* EXTRACT PROVIDED
►

Re: [PATCH v1 02/10] svcrdma: Make svc_rdma_get_frmr() not sleep

linux-nfs.vger.kernel.org archive mirror
 help / color / mirror / Atom feed

From: Devesh Sharma <devesh.sharma@broadcom.com>
To: Chuck Lever <chuck.lever@oracle.com>
Cc: linux-rdma@vger.kernel.org,
	Linux NFS Mailing List <linux-nfs@vger.kernel.org>
Subject: Re: [PATCH v1 02/10] svcrdma: Make svc_rdma_get_frmr() not sleep
Date: Sat, 6 Feb 2016 21:26:32 +0530	[thread overview]
Message-ID: <CANjDDBj_BK3H3Gc+Vzai9v0Uhk5HT+yHjvCLYssLZunvmGOcFQ@mail.gmail.com> (raw)
In-Reply-To: <5F13C308-89C7-4F98-ADB1-D43AA0A1EB50@oracle.com>

On Fri, Feb 5, 2016 at 11:43 PM, Chuck Lever <chuck.lever@oracle.com> wrote:
>
>> On Feb 5, 2016, at 12:49 PM, Devesh Sharma <devesh.sharma@broadcom.com> wrote:
>>
>> On Fri, Feb 5, 2016 at 9:59 PM, Chuck Lever <chuck.lever@oracle.com> wrote:
>>>
>>>> On Feb 5, 2016, at 5:15 AM, Devesh Sharma <devesh.sharma@broadcom.com> wrote:
>>>>
>>>> As I understand, you are pre-allocating because alloc_mr() can sleep
>>>> so separate it out while map-frmr-wqe would be non-blocking context by
>>>> definition, we are on the same page?
>>>
>>> alloc_mr() can sleep, and so can kmalloc(GFP_KERNEL).
>>> Currently svc_rdma_get_frmr() is called in a worker thread,
>>> so it's in a process context and can sleep, but if we were
>>> to move the RDMA Read logic into a softIRQ context (say,
>>> invoked during Receive processing), it would be a problem
>>> to sleep.
>>
>> Got it.
>>
>>>
>>> Another goal is to get rid of memory allocation operations
>>> that can fail in low memory situations in areas of the code
>>> where an error is hard to handle.
>>
>>>
>>> So the patch description is misleading and incorrect.

◄

* SUPPLIED RECORDS

►

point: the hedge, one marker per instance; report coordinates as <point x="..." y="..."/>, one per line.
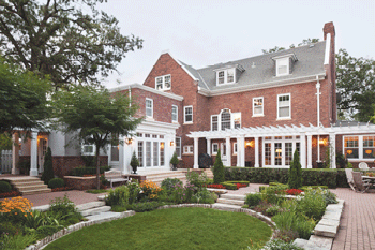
<point x="330" y="177"/>
<point x="81" y="171"/>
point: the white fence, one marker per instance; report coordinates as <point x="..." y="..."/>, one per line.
<point x="6" y="161"/>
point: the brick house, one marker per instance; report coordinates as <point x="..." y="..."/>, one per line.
<point x="257" y="111"/>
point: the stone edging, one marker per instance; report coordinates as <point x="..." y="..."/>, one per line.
<point x="72" y="228"/>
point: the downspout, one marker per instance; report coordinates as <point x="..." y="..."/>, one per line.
<point x="318" y="113"/>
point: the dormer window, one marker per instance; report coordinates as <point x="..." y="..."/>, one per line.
<point x="163" y="82"/>
<point x="225" y="76"/>
<point x="284" y="64"/>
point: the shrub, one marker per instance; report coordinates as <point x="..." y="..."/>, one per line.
<point x="218" y="169"/>
<point x="5" y="187"/>
<point x="56" y="183"/>
<point x="48" y="173"/>
<point x="295" y="181"/>
<point x="253" y="199"/>
<point x="169" y="183"/>
<point x="119" y="196"/>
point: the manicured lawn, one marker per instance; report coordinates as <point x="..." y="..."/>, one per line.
<point x="173" y="228"/>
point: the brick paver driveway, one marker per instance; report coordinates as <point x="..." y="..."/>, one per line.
<point x="357" y="227"/>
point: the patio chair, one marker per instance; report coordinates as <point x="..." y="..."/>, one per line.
<point x="349" y="177"/>
<point x="360" y="185"/>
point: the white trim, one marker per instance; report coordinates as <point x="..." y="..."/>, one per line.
<point x="152" y="108"/>
<point x="262" y="114"/>
<point x="275" y="83"/>
<point x="149" y="89"/>
<point x="176" y="113"/>
<point x="192" y="112"/>
<point x="278" y="106"/>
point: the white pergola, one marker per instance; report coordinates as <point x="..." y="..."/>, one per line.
<point x="305" y="133"/>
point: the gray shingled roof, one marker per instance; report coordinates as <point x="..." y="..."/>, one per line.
<point x="310" y="62"/>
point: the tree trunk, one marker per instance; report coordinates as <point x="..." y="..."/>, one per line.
<point x="97" y="152"/>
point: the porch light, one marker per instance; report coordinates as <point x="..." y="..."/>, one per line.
<point x="128" y="141"/>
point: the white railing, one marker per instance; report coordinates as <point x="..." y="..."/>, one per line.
<point x="6" y="161"/>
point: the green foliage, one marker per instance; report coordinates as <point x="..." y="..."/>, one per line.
<point x="86" y="36"/>
<point x="5" y="187"/>
<point x="174" y="160"/>
<point x="134" y="162"/>
<point x="23" y="103"/>
<point x="119" y="196"/>
<point x="218" y="171"/>
<point x="295" y="181"/>
<point x="356" y="81"/>
<point x="253" y="199"/>
<point x="48" y="173"/>
<point x="56" y="183"/>
<point x="168" y="184"/>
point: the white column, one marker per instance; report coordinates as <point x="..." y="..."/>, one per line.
<point x="229" y="156"/>
<point x="303" y="150"/>
<point x="332" y="148"/>
<point x="209" y="146"/>
<point x="121" y="160"/>
<point x="239" y="152"/>
<point x="242" y="140"/>
<point x="15" y="154"/>
<point x="256" y="147"/>
<point x="33" y="155"/>
<point x="196" y="152"/>
<point x="309" y="151"/>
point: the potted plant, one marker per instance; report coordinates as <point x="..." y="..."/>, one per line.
<point x="174" y="161"/>
<point x="134" y="163"/>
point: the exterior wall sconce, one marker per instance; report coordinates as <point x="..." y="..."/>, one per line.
<point x="249" y="144"/>
<point x="128" y="141"/>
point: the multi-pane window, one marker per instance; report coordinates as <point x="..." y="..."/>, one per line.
<point x="214" y="122"/>
<point x="140" y="153"/>
<point x="258" y="107"/>
<point x="221" y="77"/>
<point x="174" y="113"/>
<point x="178" y="146"/>
<point x="162" y="154"/>
<point x="188" y="114"/>
<point x="268" y="153"/>
<point x="163" y="82"/>
<point x="278" y="154"/>
<point x="351" y="147"/>
<point x="149" y="107"/>
<point x="225" y="121"/>
<point x="230" y="76"/>
<point x="283" y="106"/>
<point x="368" y="147"/>
<point x="288" y="153"/>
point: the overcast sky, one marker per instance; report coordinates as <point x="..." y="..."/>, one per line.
<point x="211" y="31"/>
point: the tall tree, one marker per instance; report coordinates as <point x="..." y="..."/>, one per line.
<point x="23" y="99"/>
<point x="58" y="39"/>
<point x="94" y="115"/>
<point x="356" y="83"/>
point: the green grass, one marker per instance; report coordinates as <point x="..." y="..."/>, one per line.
<point x="173" y="228"/>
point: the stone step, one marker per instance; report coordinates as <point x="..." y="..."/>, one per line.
<point x="28" y="183"/>
<point x="239" y="197"/>
<point x="95" y="211"/>
<point x="90" y="205"/>
<point x="226" y="207"/>
<point x="230" y="202"/>
<point x="39" y="191"/>
<point x="28" y="188"/>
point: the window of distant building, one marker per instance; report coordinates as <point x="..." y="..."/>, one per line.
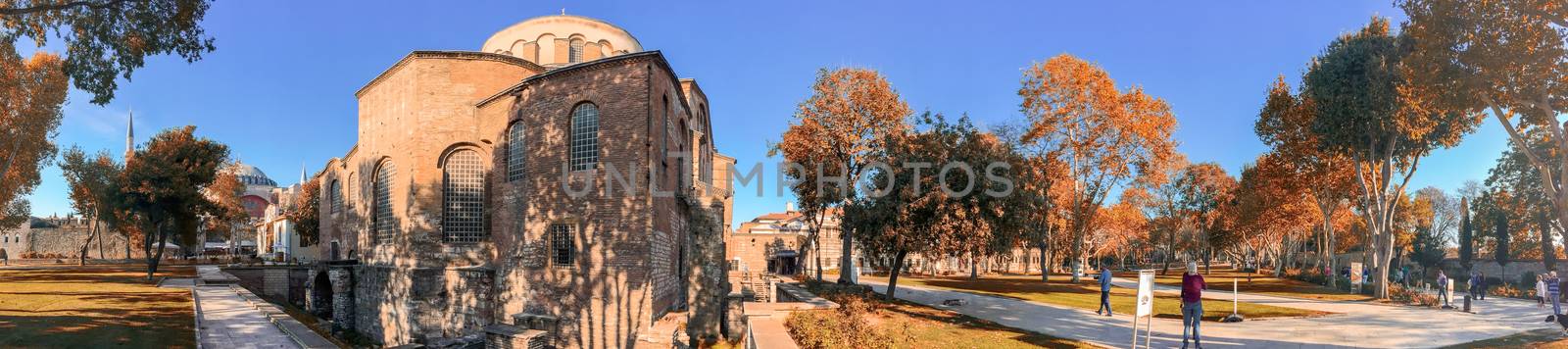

◄

* SET TASKS
**1)** According to the svcrdma patch thread, in what kind of context is svc_rdma_get_frmr() currently called?
**2)** Write the next part of the svcrdma patch thread, starting after its last sentence.
The data isn't needed for any of this.

* ANSWERS FOR THE TASKS
**1)** It is called in a worker thread, which is a process context that can sleep.

**2)**
>>
>> Got it
>>
>>>
>>> However, the problem with pre-allocating frmrs is that it
>>> is not possible for the server to determine how many will
>>> be needed at accept time. The maximum number depends on the
>>> largest possible ULP payload size, the page list depth of
>>> the server's device, and the maximum chunk size the client
>>> is using (it could be as small as 4KB for some registration
>>> modes). That would mean allocating thousands per connection
>>> up front to cover every contingency.
>>
>> Can't it decide on the fly? start with 'n' smaller size of frmrs
>> where 'n' is derived from some static calculation. Then if the
>> connection demands bigger size, increase the depth of all 'n' frmrs and
>> reuse them till the life of the connection. if it demands more frmr,
>> don't do anything
>> and try to manage with 'n'. Does it makes sense I am sure I am missing
>> few points here.
>
> Currently, all svc_rdma_frmrs are the same. They are allocated
> on-demand then cached after an RDMA Read operation is complete.

Yes, it does the same.

>
>
>>> Perhaps a better solution would be to understand how to
>>> deal with an frmr allocation failure in rdma_read_chunk_frmr().
>>> I think just dropping the connection would be reasonable.
>>> If ib_post_recv() fails, for example, this is exactly what
>>> the server does.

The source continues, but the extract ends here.